__Source document__
[Start of Attachment]

The 9 Weirdest Naps in Literature

Before you drift off, take a tour through how bizarre things can get while you’re out cold

Listen, we’re all tired, pretty much all the time. But is it really safe to nod off? For you, probably yes, but for the characters in these nine novels and stories, definitely not. Some of them awaken from a deep slumber to discover that decades (even centuries) have passed and that the world they knew no longer exists. For others, it’s the opposite—it turns out they’ve been dreaming all along. And sometimes, they just wake up covered in tiny men. Before you snooze, read up on all the ways naps can go really, really weird. And then, good luck getting to sleep!

The Sandman by Neil Gaiman

This whole comic series is about sleep—the main character is Morpheus, the Lord of Dreams (not the guy from The Matrix). But one nap stands out as particularly chilling. Morpheus punishes one of his enemies by cursing him with “eternal waking.” From the outside, the man is in a coma-like permanent sleep. But inside his head, he’s constantly waking from a horrible nightmare—into an even more horrible nightmare. People who cross the Lord of Dreams don’t often sleep well.

Gulliver’s Travels by Jonathan Swift

Gulliver, a failed English surgeon, takes to the sea to find his fortune, only to find himself shipwrecked after getting caught in a storm. He swims to a nearby island, passes out from exhaustion and awakens when the island’s six-inch-tall inhabitants tie him up with miniature ropes. If you think it sucks waking up with the couch pattern imprinted on your face, imagine waking up with your hair staked to the ground and a tiny man standing on your chest.

Rip Van Winkle by Washington Irving

Perhaps the canonical Weird Nap in Literature. Rip Van Winkle is a lazy Dutch colonial villager in the Catskills who wants nothing more than enjoy some alone time away from his nagging wife. He runs away to the mountain and bumps into some mysterious bearded men who offer him a drink. He drinks some of their gin, falls fast asleep, and wakes up… twenty years later. PSA: Never accept alcohol from a green dwarf with glowing eyes.

[End of Attachment]

__Requirement 1__
Retype the weird-naps article from "Gulliver’s Travels by" down to "standing on your chest.".
__Requirement 2__
In the weird-naps article, how tall are the island's inhabitants who tie Gulliver up?
The records that come next were taken from a separate source.

Natural-language object grounding records:

[Start of Attachment]

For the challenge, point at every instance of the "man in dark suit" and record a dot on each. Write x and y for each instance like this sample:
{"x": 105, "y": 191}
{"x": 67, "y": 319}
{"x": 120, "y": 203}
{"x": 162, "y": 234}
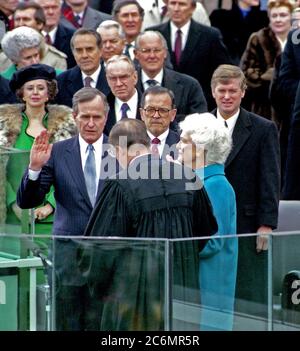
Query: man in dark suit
{"x": 67, "y": 166}
{"x": 54, "y": 31}
{"x": 86, "y": 45}
{"x": 124, "y": 98}
{"x": 151, "y": 52}
{"x": 82, "y": 15}
{"x": 253, "y": 169}
{"x": 128, "y": 279}
{"x": 158, "y": 111}
{"x": 195, "y": 49}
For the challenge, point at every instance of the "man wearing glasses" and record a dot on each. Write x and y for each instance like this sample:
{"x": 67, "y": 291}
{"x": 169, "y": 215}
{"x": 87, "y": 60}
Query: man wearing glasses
{"x": 151, "y": 52}
{"x": 158, "y": 111}
{"x": 124, "y": 99}
{"x": 150, "y": 199}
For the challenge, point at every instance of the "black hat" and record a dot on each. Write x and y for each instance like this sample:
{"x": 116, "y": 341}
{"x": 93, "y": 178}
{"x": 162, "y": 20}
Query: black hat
{"x": 32, "y": 72}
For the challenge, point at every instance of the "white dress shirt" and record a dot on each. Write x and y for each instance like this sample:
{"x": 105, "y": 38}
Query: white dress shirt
{"x": 133, "y": 106}
{"x": 33, "y": 175}
{"x": 162, "y": 138}
{"x": 158, "y": 78}
{"x": 94, "y": 77}
{"x": 231, "y": 121}
{"x": 184, "y": 34}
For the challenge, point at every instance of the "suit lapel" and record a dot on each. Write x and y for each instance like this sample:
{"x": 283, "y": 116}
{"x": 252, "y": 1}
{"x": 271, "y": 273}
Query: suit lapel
{"x": 73, "y": 162}
{"x": 192, "y": 39}
{"x": 74, "y": 82}
{"x": 240, "y": 135}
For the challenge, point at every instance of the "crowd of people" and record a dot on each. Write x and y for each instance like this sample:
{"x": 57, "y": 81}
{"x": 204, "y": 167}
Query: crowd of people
{"x": 211, "y": 95}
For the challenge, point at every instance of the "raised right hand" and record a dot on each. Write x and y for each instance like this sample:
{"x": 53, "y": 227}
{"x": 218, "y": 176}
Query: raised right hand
{"x": 40, "y": 151}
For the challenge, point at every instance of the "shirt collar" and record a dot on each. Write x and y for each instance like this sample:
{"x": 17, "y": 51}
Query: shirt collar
{"x": 184, "y": 29}
{"x": 132, "y": 102}
{"x": 158, "y": 77}
{"x": 162, "y": 137}
{"x": 231, "y": 121}
{"x": 52, "y": 34}
{"x": 97, "y": 144}
{"x": 94, "y": 76}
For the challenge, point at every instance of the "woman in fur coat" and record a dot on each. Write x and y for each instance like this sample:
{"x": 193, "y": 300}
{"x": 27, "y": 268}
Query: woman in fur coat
{"x": 258, "y": 60}
{"x": 35, "y": 86}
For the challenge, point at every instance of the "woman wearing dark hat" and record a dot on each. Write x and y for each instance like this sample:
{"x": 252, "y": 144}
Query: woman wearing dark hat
{"x": 35, "y": 86}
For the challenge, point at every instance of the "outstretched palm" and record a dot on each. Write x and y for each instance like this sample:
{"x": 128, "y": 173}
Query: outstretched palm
{"x": 40, "y": 151}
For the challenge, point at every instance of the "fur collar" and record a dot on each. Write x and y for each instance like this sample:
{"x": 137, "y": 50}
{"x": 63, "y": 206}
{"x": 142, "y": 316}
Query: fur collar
{"x": 61, "y": 124}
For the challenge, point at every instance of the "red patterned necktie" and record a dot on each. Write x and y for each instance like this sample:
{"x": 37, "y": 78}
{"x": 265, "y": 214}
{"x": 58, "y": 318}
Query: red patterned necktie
{"x": 178, "y": 45}
{"x": 48, "y": 39}
{"x": 154, "y": 146}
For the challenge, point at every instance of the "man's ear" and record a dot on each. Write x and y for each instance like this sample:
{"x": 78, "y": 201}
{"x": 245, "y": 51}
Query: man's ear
{"x": 173, "y": 114}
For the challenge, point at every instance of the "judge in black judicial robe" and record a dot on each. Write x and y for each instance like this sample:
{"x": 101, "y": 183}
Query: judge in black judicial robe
{"x": 128, "y": 277}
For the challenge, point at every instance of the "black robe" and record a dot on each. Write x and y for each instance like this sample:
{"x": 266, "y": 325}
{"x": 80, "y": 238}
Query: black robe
{"x": 129, "y": 277}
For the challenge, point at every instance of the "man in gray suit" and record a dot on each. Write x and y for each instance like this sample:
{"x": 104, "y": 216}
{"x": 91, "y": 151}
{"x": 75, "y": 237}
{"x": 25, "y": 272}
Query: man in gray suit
{"x": 151, "y": 52}
{"x": 252, "y": 168}
{"x": 81, "y": 15}
{"x": 64, "y": 165}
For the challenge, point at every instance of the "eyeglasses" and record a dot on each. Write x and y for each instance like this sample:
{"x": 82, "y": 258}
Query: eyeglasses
{"x": 280, "y": 15}
{"x": 122, "y": 78}
{"x": 150, "y": 111}
{"x": 148, "y": 51}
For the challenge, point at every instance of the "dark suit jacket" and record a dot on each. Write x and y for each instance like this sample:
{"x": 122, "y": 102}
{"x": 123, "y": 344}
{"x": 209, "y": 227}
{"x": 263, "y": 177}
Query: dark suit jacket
{"x": 93, "y": 18}
{"x": 203, "y": 53}
{"x": 170, "y": 146}
{"x": 289, "y": 73}
{"x": 291, "y": 189}
{"x": 6, "y": 95}
{"x": 111, "y": 118}
{"x": 189, "y": 97}
{"x": 73, "y": 206}
{"x": 70, "y": 81}
{"x": 62, "y": 42}
{"x": 236, "y": 29}
{"x": 253, "y": 169}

[End of Attachment]

__Task answer 1__
Gulliver’s Travels by Jonathan Swift

Gulliver, a failed English surgeon, takes to the sea to find his fortune, only to find himself shipwrecked after getting caught in a storm. He swims to a nearby island, passes out from exhaustion and awakens when the island’s six-inch-tall inhabitants tie him up with miniature ropes. If you think it sucks waking up with the couch pattern imprinted on your face, imagine waking up with your hair staked to the ground and a tiny man standing on your chest.

__Task answer 2__
Six inches tall.